Point localization data
|---|

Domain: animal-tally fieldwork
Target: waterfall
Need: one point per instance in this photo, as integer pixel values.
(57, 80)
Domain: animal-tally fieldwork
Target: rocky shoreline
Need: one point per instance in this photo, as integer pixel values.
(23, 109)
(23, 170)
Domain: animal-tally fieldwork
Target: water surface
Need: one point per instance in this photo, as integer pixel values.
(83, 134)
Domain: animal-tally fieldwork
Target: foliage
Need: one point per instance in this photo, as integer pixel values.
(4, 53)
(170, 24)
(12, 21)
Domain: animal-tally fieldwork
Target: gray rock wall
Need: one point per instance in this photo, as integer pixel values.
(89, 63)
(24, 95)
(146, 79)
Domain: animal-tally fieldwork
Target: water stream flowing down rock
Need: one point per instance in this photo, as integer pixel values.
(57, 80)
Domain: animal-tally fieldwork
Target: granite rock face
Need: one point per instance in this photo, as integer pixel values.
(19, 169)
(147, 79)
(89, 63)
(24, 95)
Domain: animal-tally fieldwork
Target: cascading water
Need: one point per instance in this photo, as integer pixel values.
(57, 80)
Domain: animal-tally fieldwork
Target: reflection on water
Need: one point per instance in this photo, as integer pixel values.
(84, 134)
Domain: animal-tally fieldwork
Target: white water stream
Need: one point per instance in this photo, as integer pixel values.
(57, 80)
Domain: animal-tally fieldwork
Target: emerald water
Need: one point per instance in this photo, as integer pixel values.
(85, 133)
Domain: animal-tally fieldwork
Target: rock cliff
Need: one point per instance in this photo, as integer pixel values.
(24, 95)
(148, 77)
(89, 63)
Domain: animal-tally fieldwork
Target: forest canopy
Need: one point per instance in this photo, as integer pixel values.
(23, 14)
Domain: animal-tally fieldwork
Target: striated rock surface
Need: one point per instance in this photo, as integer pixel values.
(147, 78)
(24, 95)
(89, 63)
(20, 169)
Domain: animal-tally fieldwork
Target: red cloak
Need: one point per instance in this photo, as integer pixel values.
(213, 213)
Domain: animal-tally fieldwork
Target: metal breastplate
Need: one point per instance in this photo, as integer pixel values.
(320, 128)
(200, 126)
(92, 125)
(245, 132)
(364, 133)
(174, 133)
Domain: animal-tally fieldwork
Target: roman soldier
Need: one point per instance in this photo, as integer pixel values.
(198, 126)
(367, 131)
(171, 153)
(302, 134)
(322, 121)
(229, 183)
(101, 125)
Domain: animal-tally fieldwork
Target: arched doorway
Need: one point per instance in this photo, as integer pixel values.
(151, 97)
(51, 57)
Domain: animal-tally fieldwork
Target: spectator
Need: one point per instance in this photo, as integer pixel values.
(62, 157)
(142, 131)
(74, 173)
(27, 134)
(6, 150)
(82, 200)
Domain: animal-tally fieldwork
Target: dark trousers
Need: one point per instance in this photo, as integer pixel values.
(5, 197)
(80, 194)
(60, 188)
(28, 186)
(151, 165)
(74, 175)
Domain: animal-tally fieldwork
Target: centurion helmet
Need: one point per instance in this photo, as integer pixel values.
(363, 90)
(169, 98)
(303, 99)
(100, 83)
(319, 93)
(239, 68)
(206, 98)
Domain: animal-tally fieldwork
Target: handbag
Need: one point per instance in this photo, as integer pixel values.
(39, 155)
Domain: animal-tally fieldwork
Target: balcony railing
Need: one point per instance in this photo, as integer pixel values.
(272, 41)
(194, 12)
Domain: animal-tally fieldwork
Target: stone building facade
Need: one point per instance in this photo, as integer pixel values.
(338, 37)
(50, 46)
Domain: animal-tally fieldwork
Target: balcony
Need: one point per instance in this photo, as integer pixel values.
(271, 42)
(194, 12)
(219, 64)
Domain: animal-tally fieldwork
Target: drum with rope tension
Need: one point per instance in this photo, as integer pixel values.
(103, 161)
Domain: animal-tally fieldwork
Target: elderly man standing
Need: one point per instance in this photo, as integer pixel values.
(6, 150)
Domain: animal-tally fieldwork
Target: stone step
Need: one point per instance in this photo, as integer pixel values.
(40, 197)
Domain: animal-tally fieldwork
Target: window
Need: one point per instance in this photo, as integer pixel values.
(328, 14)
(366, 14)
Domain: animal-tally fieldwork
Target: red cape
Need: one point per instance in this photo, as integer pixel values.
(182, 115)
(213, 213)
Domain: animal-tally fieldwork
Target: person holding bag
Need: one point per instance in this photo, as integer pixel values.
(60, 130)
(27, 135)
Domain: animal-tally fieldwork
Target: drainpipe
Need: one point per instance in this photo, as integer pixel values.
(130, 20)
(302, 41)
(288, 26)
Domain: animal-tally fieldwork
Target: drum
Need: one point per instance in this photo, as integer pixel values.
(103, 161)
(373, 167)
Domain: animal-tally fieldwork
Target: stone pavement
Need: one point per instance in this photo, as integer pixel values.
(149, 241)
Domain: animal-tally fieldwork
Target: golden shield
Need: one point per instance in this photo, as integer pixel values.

|---|

* _To do_
A word-for-word copy of all the entries is required.

* _Written solution_
Domain: animal-tally fieldwork
Target: waterfall
Need: one point per instance in this photo, as integer pixel values.
(57, 80)
Domain: animal-tally fieldwork
Target: rocky shoreline
Need: one point per instance in this photo, as integer pixel values.
(23, 109)
(23, 170)
Domain: animal-tally fieldwork
Target: water surface
Need: one point per instance in this photo, as integer pixel values.
(83, 134)
Domain: animal-tally fieldwork
Target: foliage
Need: one point per instance in this photo, as integer pixel values.
(4, 53)
(170, 24)
(12, 21)
Domain: animal-tally fieldwork
Target: gray rock wall
Need: one point per instance in this photo, as integer pixel values.
(89, 63)
(24, 95)
(146, 79)
Domain: animal-tally fieldwork
Target: water stream flowing down rock
Need: one point per instance in this photo, as integer pixel values.
(57, 80)
Domain: animal-tally fieldwork
Target: granite rock face
Need: one point per instance in this photo, as integer pixel values.
(19, 169)
(147, 79)
(89, 63)
(24, 95)
Domain: animal-tally fieldwork
Target: cascading water
Need: one point per instance in this photo, as integer pixel values.
(57, 80)
Domain: animal-tally fieldwork
Target: reflection on water
Need: one point per instance in this photo, as integer pixel values.
(84, 134)
Domain: animal-tally fieldwork
Target: white water stream
Need: one point per instance in this photo, as integer pixel values.
(57, 80)
Domain: animal-tally fieldwork
Target: emerald water
Need: one point per instance in this photo, as integer pixel values.
(85, 133)
Domain: animal-tally fieldwork
Target: rock cliff
Need: one point per instance in this photo, as integer pixel values.
(24, 95)
(148, 77)
(89, 63)
Domain: animal-tally fieldwork
Target: forest canopy
Need: one point per instance in this photo, as integer pixel values.
(23, 14)
Domain: animal-tally fieldwork
Target: striated rock surface
Need: one point per instance in this photo, as integer pixel values.
(147, 78)
(24, 95)
(89, 63)
(20, 169)
Domain: animal-tally fieldwork
Target: red cloak
Need: one point per instance in this photo, as integer pixel values.
(213, 213)
Domain: animal-tally fieldwork
Target: metal breastplate
Need: one point per instance in this photo, as integer pixel values.
(320, 128)
(200, 126)
(92, 125)
(245, 132)
(364, 133)
(174, 133)
Domain: animal-tally fieldwork
Target: roman soldier
Need: one point per instance in this photo, as integer pixel values.
(198, 126)
(367, 131)
(171, 153)
(302, 134)
(322, 121)
(229, 183)
(101, 125)
Domain: animal-tally fieldwork
Target: arched doorway
Need: one point per instance in this photo, as integer pixel values.
(151, 97)
(51, 57)
Domain: animal-tally fieldwork
Target: spectator
Need: one point per instance in this photo, as integer pixel values.
(62, 157)
(142, 131)
(74, 173)
(27, 134)
(6, 150)
(82, 200)
Domain: animal-tally fieldwork
Target: dark trousers
Need: one point per instance in this photo, as integer pixel values.
(5, 197)
(80, 194)
(60, 188)
(28, 186)
(151, 165)
(74, 175)
Domain: animal-tally fieldwork
Target: centurion helmet
Need: one point per instance in this photo, as integer pixel values.
(363, 90)
(169, 98)
(303, 99)
(100, 83)
(319, 93)
(239, 68)
(206, 98)
Domain: animal-tally fieldwork
Target: handbag
Need: one point per instance in this photo, as integer pixel values.
(39, 155)
Domain: animal-tally fieldwork
Target: balcony railing
Need: one point per instance in this photo, as integer pixel values.
(272, 41)
(194, 12)
Domain: animal-tally fieldwork
Target: stone building facade
Need: one point per instance in this photo, as integer pixel values.
(338, 37)
(50, 46)
Domain: animal-tally fieldwork
Target: balcony
Need: one point per instance in this photo, as integer pixel values.
(271, 42)
(194, 12)
(219, 64)
Domain: animal-tally fieldwork
Target: drum with rope tension
Need: one point per instance in this photo, as integer pixel values.
(103, 161)
Domain: animal-tally fieldwork
Target: elderly man standing
Need: one point per instance in this photo, as integer pixel values.
(6, 150)
Domain: animal-tally fieldwork
Target: stone step
Need: one point per instance in this photo, as integer pixel values.
(40, 197)
Domain: animal-tally fieldwork
Target: window
Need: one point per instance in this photo, as integer pixel values.
(328, 14)
(366, 14)
Domain: animal-tally fieldwork
Target: red cape
Need: one point per instance in this photo, as integer pixel values.
(182, 115)
(213, 213)
Domain: animal-tally fieldwork
Target: person holding bag
Need: one point per instance in this photo, as integer pixel values.
(60, 130)
(27, 135)
Domain: animal-tally fieldwork
Target: drainpipe
Need: one point per instance in this photo, as integer pixel values.
(130, 20)
(302, 41)
(288, 26)
Domain: animal-tally fieldwork
Target: drum
Need: one point per instance in this photo, as integer pixel values.
(103, 161)
(373, 167)
Domain: animal-tally fieldwork
Target: stone pavement
Need: one point per instance in this photo, as integer pixel values.
(149, 241)
Domain: animal-tally fieldwork
Target: golden shield
Need: one point per instance in this photo, as integer pixel values.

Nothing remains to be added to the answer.